§ **EXERCISE SET**
**1.** In the Martin County Extension newsletter, who will lead the June program?
**2.** Summarize the Martin County Extension newsletter in two sentences.
**3.** Write a continuation of the Martin County Extension newsletter, picking up after its final line.

§ **PASSAGE**
--- START ---
Purdue Extension Martin County Blast 5-23-22


MEET & GREET PROGRAM IN MARTIN COUNTY:  Assistant Director of Extension & 4-H Youth Development Program Leader to visit in June

All are invited to attend a local program with Dr. Casey Mull. Topics for the program will include an overview of 4-H Opportunities 4 All; 4-H Visioning & Connections through Conversation. Members of the State of Indiana 4-H Ambassador Team as well as entertainment from 4-H Performing Arts will be included in the evening.  
When: June 28, 2022 at 7:30 pm EST
Where: Martin County 4-H Fairgrounds, Community Building, 2666 US Hwy 50, Loogootee, Indiana
Please RSVP by June 24 by emailing or call/text 812-887-2783.

 Prepare for the 4-H Fair!
--- END ---
§ **ENTRIES PROVIDED**
--- START ---
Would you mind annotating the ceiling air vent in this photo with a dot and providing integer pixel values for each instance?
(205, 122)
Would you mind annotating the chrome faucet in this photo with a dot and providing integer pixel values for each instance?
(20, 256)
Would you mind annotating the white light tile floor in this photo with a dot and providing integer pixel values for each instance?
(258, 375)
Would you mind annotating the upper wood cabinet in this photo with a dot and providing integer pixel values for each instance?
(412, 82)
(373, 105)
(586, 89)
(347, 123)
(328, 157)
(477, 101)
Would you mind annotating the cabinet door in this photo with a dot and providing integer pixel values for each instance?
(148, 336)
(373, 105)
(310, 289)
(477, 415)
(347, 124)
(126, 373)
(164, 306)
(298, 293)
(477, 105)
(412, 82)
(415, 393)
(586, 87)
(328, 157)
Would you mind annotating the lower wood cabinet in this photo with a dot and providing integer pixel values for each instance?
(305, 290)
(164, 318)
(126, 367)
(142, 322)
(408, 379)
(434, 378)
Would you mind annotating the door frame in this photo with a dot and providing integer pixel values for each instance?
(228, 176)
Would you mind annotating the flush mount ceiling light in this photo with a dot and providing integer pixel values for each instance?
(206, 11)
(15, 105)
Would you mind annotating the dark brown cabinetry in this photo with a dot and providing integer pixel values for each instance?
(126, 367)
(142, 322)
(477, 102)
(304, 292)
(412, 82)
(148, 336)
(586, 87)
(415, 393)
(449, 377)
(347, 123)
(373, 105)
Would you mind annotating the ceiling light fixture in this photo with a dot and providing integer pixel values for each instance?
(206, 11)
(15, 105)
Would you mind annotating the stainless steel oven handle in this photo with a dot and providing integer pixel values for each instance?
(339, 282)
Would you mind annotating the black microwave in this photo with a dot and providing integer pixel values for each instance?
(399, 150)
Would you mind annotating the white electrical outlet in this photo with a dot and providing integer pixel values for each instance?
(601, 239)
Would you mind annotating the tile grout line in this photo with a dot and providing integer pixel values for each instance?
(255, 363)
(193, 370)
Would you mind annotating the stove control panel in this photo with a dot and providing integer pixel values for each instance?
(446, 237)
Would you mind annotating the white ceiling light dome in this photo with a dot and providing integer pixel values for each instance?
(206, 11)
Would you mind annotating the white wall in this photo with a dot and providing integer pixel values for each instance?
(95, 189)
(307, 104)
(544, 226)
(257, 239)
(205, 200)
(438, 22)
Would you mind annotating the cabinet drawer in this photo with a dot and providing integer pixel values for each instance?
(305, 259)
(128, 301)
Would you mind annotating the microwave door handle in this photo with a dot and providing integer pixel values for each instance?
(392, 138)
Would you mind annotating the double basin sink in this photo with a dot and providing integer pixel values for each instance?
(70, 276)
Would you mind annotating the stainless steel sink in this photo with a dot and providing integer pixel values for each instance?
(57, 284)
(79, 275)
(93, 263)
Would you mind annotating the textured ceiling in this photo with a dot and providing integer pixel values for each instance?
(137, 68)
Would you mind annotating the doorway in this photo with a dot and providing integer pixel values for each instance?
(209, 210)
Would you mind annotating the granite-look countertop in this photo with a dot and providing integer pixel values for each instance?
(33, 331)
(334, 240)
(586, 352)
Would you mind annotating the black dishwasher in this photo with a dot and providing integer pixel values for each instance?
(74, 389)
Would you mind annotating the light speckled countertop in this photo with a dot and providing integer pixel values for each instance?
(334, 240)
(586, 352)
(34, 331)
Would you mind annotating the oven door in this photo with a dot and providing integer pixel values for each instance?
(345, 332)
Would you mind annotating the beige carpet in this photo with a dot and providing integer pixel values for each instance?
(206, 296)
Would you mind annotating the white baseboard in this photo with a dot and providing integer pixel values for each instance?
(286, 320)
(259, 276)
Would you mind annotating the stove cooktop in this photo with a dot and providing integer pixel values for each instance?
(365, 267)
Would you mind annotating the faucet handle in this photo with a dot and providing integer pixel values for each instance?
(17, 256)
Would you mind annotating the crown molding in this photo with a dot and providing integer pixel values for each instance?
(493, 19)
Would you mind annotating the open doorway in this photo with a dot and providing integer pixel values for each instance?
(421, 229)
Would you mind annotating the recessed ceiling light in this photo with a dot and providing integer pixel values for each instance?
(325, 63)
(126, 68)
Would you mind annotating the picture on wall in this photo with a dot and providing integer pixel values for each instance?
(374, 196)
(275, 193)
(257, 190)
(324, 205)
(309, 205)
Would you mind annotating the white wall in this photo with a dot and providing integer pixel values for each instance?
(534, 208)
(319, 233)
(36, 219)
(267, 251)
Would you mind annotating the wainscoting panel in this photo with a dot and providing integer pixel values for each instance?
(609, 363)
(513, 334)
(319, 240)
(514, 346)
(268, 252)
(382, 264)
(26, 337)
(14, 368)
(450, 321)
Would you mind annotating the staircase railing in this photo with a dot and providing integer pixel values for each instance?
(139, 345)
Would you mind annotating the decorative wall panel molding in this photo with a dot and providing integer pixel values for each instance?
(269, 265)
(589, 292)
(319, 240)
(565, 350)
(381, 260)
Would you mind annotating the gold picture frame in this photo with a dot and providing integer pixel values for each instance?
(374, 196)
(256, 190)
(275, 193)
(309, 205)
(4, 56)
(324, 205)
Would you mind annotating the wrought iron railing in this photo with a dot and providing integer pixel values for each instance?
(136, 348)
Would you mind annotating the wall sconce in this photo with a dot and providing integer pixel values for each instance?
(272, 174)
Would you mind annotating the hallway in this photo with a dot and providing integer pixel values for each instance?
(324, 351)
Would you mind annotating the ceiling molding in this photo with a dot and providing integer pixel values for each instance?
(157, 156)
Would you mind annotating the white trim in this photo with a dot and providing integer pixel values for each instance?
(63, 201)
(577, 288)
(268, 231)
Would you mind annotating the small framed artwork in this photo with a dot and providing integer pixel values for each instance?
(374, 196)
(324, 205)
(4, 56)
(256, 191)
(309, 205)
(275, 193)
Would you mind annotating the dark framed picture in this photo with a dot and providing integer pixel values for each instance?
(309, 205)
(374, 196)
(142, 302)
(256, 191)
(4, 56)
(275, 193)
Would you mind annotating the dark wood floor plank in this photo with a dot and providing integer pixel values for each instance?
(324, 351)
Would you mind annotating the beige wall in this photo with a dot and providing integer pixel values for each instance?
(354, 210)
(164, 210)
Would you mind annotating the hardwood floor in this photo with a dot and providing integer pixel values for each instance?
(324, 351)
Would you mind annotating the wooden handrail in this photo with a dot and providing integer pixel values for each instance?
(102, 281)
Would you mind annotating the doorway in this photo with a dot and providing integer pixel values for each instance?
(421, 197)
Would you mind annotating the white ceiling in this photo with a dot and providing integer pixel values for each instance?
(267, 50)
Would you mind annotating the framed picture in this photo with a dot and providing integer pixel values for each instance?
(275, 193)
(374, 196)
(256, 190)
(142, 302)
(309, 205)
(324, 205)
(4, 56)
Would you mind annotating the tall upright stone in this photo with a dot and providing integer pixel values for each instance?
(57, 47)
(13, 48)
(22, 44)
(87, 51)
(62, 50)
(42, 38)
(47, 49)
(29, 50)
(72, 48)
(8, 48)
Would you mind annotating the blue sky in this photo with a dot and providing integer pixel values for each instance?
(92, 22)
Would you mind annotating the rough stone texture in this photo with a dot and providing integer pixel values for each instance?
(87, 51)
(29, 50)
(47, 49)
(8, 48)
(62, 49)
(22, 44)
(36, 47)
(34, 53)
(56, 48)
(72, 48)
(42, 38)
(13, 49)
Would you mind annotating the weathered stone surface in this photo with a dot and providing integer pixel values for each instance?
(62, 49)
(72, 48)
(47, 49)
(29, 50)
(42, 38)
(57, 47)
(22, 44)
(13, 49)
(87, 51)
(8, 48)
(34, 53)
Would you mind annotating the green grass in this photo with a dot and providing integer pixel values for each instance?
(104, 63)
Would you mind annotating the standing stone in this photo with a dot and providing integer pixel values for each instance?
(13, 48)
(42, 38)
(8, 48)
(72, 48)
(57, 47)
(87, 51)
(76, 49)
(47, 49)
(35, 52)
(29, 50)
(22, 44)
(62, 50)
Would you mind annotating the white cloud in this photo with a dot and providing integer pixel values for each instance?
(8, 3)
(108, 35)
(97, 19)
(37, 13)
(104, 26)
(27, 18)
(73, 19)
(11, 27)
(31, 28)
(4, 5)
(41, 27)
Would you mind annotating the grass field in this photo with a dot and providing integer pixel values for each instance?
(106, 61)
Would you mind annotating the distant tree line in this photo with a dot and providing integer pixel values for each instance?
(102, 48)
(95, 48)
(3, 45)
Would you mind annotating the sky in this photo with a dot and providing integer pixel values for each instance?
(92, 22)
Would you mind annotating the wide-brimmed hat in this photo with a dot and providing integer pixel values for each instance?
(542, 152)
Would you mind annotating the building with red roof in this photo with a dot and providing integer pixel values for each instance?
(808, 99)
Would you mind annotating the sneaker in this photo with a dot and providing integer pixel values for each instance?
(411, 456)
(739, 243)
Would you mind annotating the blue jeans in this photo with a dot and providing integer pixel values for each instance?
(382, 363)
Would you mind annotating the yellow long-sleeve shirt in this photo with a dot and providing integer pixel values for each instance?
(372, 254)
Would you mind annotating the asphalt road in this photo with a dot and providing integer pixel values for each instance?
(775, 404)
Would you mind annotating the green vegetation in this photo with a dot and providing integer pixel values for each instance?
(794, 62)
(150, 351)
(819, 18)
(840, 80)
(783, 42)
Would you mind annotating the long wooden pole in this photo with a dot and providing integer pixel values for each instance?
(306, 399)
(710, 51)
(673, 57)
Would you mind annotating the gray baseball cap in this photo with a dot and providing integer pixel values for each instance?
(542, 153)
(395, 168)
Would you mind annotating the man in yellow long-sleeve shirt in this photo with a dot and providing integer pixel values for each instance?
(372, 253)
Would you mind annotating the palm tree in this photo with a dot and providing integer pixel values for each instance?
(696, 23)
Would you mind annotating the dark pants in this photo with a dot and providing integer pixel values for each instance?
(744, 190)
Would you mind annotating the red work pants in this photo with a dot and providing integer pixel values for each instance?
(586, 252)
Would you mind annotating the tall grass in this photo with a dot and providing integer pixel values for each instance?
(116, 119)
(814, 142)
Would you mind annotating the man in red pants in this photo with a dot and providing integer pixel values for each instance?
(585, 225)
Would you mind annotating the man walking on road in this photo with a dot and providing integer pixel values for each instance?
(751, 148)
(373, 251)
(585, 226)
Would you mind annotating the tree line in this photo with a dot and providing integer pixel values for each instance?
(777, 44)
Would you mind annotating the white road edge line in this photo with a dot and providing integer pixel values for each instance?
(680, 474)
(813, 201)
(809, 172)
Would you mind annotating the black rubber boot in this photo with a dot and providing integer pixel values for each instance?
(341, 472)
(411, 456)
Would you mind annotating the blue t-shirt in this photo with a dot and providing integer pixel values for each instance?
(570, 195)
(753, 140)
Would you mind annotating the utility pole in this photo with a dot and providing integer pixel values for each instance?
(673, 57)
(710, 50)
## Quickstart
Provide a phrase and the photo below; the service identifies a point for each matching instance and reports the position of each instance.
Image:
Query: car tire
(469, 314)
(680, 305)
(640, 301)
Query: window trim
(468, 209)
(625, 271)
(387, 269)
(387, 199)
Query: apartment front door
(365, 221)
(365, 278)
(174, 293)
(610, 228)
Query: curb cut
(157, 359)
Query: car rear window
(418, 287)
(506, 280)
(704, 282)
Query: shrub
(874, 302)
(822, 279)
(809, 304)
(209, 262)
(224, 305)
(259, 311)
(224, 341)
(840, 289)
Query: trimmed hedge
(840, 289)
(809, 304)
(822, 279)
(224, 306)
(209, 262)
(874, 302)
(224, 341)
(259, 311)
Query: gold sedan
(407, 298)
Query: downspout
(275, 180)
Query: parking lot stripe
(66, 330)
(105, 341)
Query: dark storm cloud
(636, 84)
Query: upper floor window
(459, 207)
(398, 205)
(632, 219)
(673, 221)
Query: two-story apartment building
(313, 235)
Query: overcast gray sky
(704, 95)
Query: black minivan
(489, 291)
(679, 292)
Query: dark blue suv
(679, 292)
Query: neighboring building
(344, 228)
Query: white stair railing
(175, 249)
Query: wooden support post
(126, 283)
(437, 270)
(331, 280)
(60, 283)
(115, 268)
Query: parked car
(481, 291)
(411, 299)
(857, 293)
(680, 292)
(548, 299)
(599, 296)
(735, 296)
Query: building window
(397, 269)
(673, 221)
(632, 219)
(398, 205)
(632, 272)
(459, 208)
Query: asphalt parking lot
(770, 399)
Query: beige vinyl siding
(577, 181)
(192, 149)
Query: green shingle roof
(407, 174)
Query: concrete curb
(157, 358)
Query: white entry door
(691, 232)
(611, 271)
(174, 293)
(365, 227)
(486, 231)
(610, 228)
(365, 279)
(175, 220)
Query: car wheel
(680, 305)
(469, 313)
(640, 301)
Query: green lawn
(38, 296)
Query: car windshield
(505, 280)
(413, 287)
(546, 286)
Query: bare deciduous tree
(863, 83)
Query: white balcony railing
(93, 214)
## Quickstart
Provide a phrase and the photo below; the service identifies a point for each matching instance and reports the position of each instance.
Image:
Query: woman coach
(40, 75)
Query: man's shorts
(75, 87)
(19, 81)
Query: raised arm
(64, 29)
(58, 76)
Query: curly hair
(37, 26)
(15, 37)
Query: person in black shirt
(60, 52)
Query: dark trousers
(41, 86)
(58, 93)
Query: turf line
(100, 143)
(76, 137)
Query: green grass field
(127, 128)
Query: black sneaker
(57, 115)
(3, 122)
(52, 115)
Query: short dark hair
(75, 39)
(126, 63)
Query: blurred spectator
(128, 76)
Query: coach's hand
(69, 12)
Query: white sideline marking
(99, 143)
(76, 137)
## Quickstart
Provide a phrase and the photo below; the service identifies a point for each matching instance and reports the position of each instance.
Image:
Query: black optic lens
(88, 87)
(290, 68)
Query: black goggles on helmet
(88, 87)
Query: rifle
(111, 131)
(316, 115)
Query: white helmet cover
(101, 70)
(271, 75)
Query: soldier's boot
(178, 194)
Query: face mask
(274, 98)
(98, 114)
--- END ---
§ **RESPONSES TO THE TASKS**
**1.** Dr. Casey Mull

**2.** Dr. Casey Mull, Assistant Director of Extension & 4-H Youth Development Program Leader, will lead a program open to all on June 28, 2022, at 7:30 pm EST at the Community Building of the Martin County 4-H Fairgrounds in Loogootee, Indiana, covering 4-H Opportunities 4 All and 4-H Visioning & Connections through Conversation. The evening will also feature members of the State of Indiana 4-H Ambassador Team and entertainment from 4-H Performing Arts, and RSVPs are due by June 24.

**3.**
4-H Project drop/add and animal identification was completed on or before May 15/16th.  The next step is to identify what you are actually bringing to exhibit at the Martin County Fair!  You must go online and log into Fair Entry using your 4honline credentials. Go to, then “find your fair,” then “Indiana,” then “2022 Martin County 4-H Fair.”  ALL PROJECTS, including mini, must be entered by June 25.   Call us at 812-295-2412 and we are happy to help. 


2022 Fair entry will open june 1st

6-1-2022 – 6-25-2022
Fair Entry must be completed for all exhibits (Mini & Regular 4-H)  of the Martin 4-H County Fair

7-1-2022 ll Exhibitors involved in livestock projects must have completed YQCA and submitted certificates

7-1-2022 All Exhibitors showing registered/purebred animals must submit registration papers


Poster Boards & Sleeves available

Poster boards and sleeves are available for purchase at the Martin County Extension Office. The office is open Monday-Friday 8 am – 4 pm. After hour appointments are available by scheduling.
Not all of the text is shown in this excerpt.